Data
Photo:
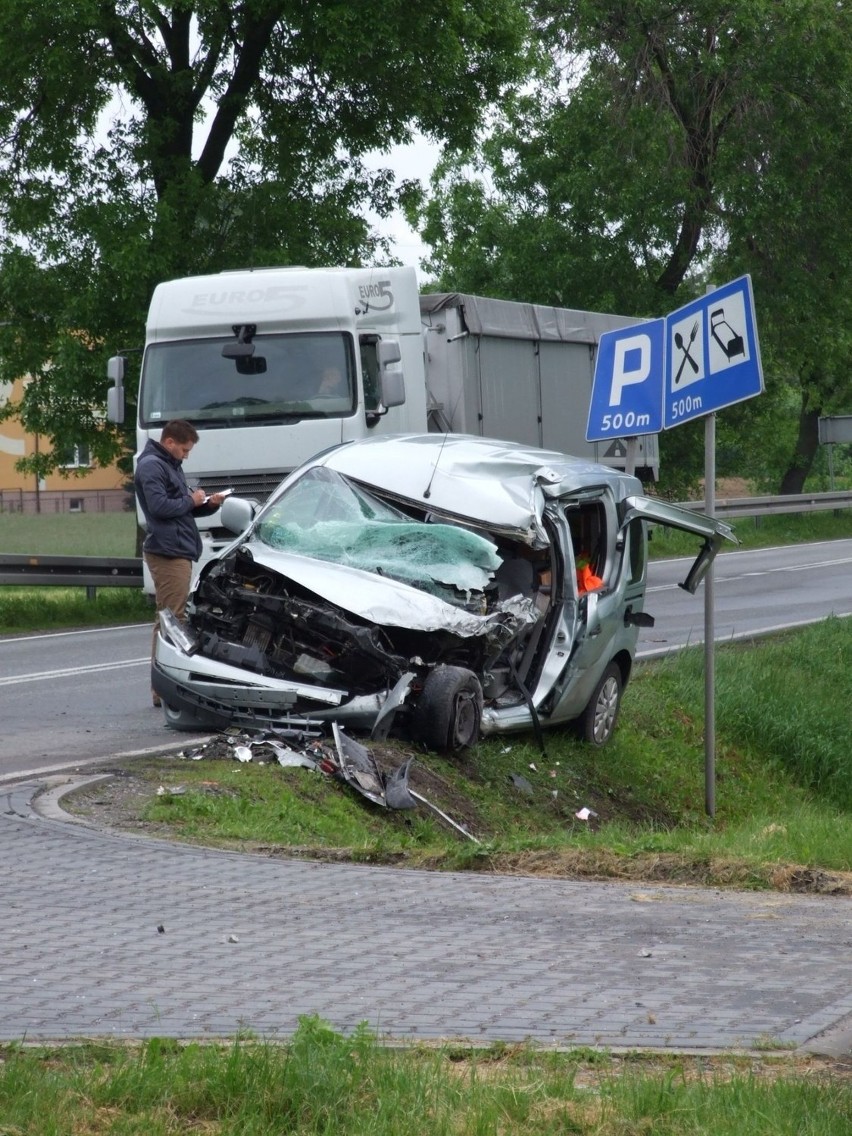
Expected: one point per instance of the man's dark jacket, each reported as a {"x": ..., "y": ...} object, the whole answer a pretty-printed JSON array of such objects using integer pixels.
[{"x": 167, "y": 504}]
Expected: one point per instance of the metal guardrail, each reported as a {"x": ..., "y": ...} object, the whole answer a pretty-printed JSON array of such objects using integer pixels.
[
  {"x": 769, "y": 506},
  {"x": 71, "y": 571},
  {"x": 99, "y": 571}
]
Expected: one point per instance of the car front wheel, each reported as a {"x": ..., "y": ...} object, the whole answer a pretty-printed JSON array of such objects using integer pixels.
[
  {"x": 181, "y": 719},
  {"x": 449, "y": 709},
  {"x": 598, "y": 721}
]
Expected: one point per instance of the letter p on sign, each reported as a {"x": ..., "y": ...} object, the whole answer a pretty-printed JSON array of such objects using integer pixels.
[{"x": 632, "y": 364}]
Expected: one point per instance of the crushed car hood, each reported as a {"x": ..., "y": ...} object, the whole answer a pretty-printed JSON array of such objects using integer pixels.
[{"x": 378, "y": 599}]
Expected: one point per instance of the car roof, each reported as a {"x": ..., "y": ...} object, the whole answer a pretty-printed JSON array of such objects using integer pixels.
[{"x": 501, "y": 485}]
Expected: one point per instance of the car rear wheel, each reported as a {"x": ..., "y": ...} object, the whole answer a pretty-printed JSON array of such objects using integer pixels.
[
  {"x": 449, "y": 709},
  {"x": 598, "y": 721}
]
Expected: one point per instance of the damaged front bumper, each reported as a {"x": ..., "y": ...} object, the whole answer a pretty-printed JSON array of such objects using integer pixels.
[{"x": 218, "y": 695}]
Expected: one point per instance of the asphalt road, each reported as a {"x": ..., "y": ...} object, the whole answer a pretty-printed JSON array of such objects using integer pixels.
[
  {"x": 69, "y": 699},
  {"x": 106, "y": 935}
]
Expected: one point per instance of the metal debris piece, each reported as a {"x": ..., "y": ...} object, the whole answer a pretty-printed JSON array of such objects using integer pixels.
[
  {"x": 450, "y": 821},
  {"x": 358, "y": 767},
  {"x": 521, "y": 784},
  {"x": 398, "y": 794},
  {"x": 290, "y": 758}
]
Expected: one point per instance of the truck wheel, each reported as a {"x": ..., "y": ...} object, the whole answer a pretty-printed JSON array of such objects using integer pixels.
[
  {"x": 449, "y": 709},
  {"x": 181, "y": 719},
  {"x": 598, "y": 721}
]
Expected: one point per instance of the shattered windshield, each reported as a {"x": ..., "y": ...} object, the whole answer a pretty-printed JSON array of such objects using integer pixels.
[{"x": 327, "y": 517}]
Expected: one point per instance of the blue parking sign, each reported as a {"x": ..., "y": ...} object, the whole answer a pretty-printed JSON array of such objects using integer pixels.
[{"x": 627, "y": 384}]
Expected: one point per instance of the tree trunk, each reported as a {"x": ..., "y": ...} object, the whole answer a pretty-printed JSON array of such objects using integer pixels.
[{"x": 805, "y": 449}]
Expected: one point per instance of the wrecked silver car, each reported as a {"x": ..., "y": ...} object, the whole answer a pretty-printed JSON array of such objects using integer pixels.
[{"x": 439, "y": 587}]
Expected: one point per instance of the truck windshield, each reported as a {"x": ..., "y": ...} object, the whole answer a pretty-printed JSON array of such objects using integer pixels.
[{"x": 289, "y": 376}]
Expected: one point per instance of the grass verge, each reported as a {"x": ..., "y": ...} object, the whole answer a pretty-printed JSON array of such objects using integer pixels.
[
  {"x": 784, "y": 792},
  {"x": 322, "y": 1082}
]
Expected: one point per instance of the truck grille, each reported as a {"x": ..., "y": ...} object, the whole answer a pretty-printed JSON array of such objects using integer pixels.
[{"x": 256, "y": 486}]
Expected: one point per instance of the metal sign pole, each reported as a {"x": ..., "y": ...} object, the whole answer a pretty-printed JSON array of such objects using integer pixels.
[{"x": 710, "y": 626}]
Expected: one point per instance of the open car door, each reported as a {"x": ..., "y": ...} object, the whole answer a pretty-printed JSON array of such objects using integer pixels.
[{"x": 659, "y": 512}]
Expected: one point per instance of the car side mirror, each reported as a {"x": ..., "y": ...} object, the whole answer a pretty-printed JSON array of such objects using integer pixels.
[{"x": 236, "y": 514}]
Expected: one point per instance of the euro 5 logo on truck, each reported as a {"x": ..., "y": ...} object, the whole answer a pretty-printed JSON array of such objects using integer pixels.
[{"x": 627, "y": 385}]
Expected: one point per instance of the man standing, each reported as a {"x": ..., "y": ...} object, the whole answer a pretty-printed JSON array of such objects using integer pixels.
[{"x": 172, "y": 542}]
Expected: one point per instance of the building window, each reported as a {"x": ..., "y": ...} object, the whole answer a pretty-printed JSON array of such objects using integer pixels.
[{"x": 75, "y": 457}]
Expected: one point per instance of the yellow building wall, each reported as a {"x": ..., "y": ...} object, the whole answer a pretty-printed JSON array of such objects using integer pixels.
[{"x": 92, "y": 484}]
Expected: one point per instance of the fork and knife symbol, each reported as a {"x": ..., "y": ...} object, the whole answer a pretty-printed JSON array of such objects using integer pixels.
[{"x": 685, "y": 348}]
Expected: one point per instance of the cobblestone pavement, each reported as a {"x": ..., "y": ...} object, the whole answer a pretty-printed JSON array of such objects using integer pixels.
[{"x": 117, "y": 936}]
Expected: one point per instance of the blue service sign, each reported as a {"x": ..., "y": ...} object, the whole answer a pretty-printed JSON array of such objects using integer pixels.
[
  {"x": 712, "y": 358},
  {"x": 627, "y": 384}
]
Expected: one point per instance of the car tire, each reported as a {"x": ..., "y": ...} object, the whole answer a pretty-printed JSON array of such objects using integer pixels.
[
  {"x": 449, "y": 710},
  {"x": 181, "y": 719},
  {"x": 598, "y": 721}
]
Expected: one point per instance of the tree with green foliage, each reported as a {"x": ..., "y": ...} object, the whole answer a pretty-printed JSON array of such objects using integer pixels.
[
  {"x": 144, "y": 140},
  {"x": 665, "y": 147}
]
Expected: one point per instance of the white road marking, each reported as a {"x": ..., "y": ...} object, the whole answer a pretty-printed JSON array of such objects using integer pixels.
[{"x": 66, "y": 671}]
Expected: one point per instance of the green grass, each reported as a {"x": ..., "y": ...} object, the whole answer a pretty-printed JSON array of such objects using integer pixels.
[
  {"x": 94, "y": 534},
  {"x": 73, "y": 534},
  {"x": 783, "y": 792},
  {"x": 325, "y": 1083}
]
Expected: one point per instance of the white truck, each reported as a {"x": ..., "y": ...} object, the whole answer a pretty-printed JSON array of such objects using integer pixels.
[{"x": 275, "y": 365}]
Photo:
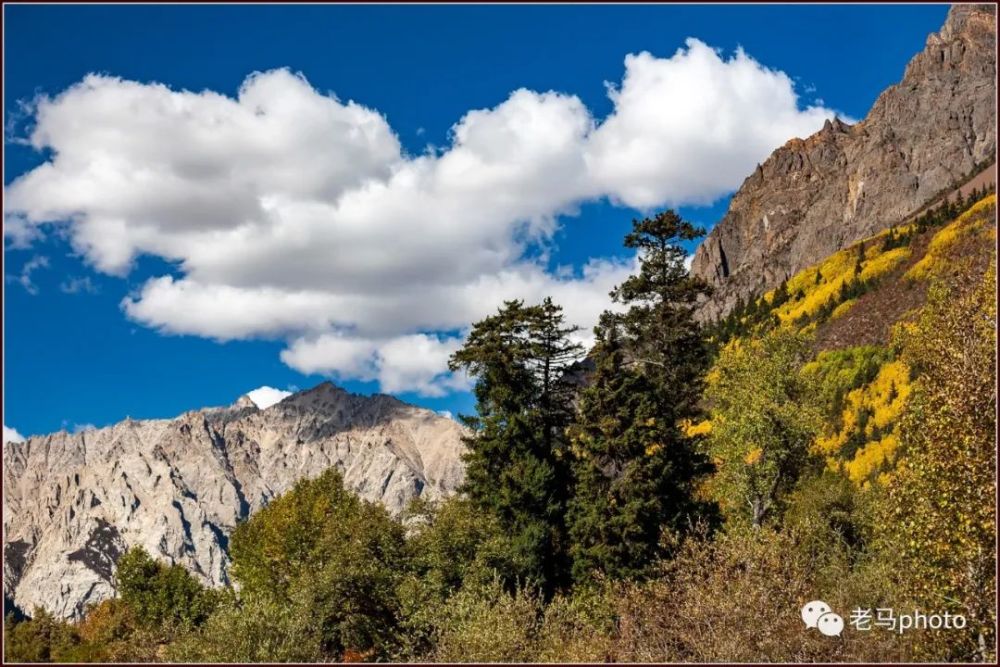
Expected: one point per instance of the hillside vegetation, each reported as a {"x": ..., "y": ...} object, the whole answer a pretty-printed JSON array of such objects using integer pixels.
[{"x": 832, "y": 439}]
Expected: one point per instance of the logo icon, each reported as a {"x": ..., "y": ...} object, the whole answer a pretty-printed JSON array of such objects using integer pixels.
[{"x": 818, "y": 614}]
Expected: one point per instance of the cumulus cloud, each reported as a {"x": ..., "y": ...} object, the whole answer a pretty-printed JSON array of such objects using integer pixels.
[
  {"x": 264, "y": 397},
  {"x": 11, "y": 435},
  {"x": 24, "y": 278},
  {"x": 77, "y": 285},
  {"x": 293, "y": 215}
]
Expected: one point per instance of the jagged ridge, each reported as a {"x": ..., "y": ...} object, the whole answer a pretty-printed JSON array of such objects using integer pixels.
[{"x": 814, "y": 196}]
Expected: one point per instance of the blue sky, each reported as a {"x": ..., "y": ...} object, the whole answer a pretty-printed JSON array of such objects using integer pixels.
[{"x": 74, "y": 356}]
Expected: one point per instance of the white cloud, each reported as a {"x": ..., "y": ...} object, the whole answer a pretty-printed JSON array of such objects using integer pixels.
[
  {"x": 264, "y": 397},
  {"x": 11, "y": 435},
  {"x": 689, "y": 128},
  {"x": 293, "y": 215},
  {"x": 24, "y": 278},
  {"x": 77, "y": 285}
]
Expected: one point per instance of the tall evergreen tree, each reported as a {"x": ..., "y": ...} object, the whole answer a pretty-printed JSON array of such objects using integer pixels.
[
  {"x": 516, "y": 466},
  {"x": 635, "y": 468}
]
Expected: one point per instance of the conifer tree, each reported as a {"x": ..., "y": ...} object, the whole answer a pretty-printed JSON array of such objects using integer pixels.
[
  {"x": 634, "y": 467},
  {"x": 516, "y": 467}
]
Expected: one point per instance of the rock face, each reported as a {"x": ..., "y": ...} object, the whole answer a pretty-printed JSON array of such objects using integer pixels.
[
  {"x": 813, "y": 197},
  {"x": 73, "y": 503}
]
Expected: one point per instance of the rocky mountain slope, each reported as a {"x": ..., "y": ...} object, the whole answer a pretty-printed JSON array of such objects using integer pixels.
[
  {"x": 74, "y": 502},
  {"x": 815, "y": 196}
]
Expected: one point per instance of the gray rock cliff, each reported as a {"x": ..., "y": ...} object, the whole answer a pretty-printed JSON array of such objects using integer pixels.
[
  {"x": 74, "y": 502},
  {"x": 814, "y": 196}
]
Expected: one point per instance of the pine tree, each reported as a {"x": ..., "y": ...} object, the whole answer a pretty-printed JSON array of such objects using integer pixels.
[{"x": 516, "y": 468}]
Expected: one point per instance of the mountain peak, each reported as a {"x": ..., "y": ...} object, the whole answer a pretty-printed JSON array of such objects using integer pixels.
[
  {"x": 813, "y": 197},
  {"x": 244, "y": 401}
]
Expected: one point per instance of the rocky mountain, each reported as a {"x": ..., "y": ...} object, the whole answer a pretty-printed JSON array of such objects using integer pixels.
[
  {"x": 74, "y": 502},
  {"x": 814, "y": 196}
]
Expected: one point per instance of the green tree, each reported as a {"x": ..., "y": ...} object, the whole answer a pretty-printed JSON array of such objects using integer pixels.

Instructions to follow
Each line from the one with "mountain slope, each" through the end of the entries above is to be returned word for word. Nothing else belongs in the answer.

Exercise result
Expected: one point per instance of the rocky mountain slope, each reported as a {"x": ..., "y": ...} object, the whole answer a pretty-printed JSON array of such objects using integer pixels.
[
  {"x": 74, "y": 502},
  {"x": 815, "y": 196}
]
Expected: one point per instance of the gray rock cliff, each reported as a {"x": ..., "y": ...} object, the whole answer a pretty-printed JSON array of such objects using integer pixels.
[
  {"x": 74, "y": 502},
  {"x": 814, "y": 196}
]
Expected: one point per instance of the pine tree, each reported as a {"x": ..., "y": ...} object, the whole answer a pretty-printed JSON array of such objects using integer pixels.
[{"x": 516, "y": 468}]
Expected: one point per instance of the mountain peak, each reported as a {"x": ..., "y": ...} object, the whole answer a pretty-printed JSON array of such objects using integer pixels.
[
  {"x": 813, "y": 197},
  {"x": 244, "y": 401}
]
Expected: one point per instance of the rocky mountain, each reported as a {"x": ..., "y": ...} object, the whole answer a pretty-printed JSON array of such objects using integer pixels.
[
  {"x": 74, "y": 502},
  {"x": 814, "y": 196}
]
Expected: one point per instance of the green tree, each reported as a {"x": ..., "y": ...} object, the whole answer a pretty-printed JSON array of such objects using integer pixels.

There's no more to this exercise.